▶ [What you are asked to do] Show me each line of the listing below where the word "target" appears.

▶ [Provided records]
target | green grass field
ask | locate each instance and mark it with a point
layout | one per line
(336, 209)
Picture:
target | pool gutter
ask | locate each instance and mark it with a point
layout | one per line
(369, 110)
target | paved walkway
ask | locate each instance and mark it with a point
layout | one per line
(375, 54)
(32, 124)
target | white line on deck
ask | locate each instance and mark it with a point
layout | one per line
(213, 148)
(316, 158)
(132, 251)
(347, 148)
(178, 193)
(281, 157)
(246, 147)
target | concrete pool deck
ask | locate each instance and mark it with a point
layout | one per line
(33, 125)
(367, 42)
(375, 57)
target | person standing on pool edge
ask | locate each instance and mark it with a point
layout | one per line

▶ [Task response]
target | green grass field
target | pool gutter
target | paved walkway
target | white line on deck
target | concrete pool deck
target | person standing on pool edge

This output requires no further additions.